=== Exercise prompt ===
Using the listing below, print exactly everything from the line with "Note: for every instance of the eagle's brown" down to the line with "Query: eagle's brown body", both included, and nothing more.

=== Source information ===
■ ■ ■ ■ ■

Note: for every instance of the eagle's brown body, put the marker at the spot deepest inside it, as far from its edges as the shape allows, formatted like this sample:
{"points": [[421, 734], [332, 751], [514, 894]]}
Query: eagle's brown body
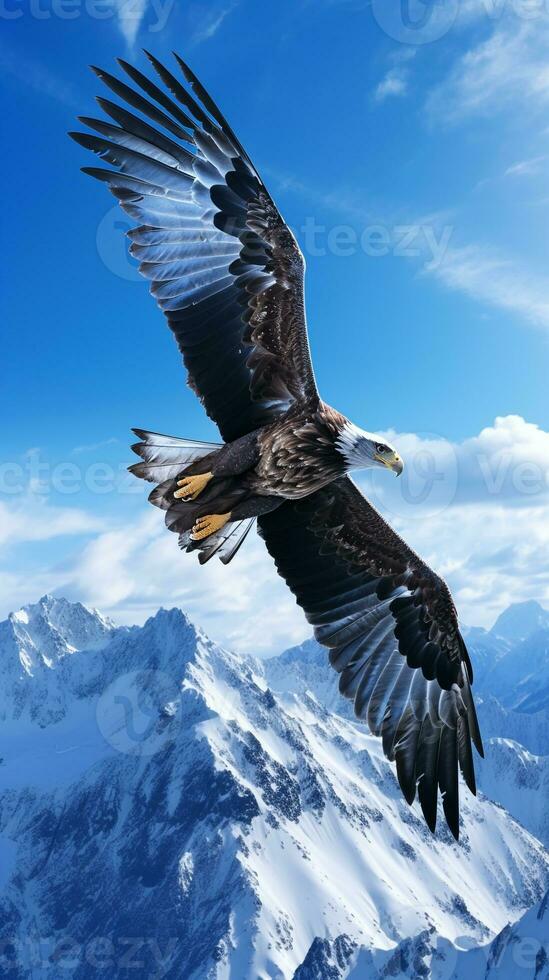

■ ■ ■ ■ ■

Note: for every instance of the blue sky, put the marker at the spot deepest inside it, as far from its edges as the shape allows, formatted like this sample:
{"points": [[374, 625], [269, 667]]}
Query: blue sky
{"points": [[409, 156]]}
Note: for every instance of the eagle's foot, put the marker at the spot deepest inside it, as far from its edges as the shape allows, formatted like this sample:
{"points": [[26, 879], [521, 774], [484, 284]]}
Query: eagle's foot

■ ■ ■ ■ ■

=== Solved problem ===
Note: for every instance of the eagle's brown body, put the marker at the spot deepest inside it, as far from its edges as the shape allows, formatted like this sample:
{"points": [[421, 734], [332, 751], [514, 894]]}
Query: eagle's brown body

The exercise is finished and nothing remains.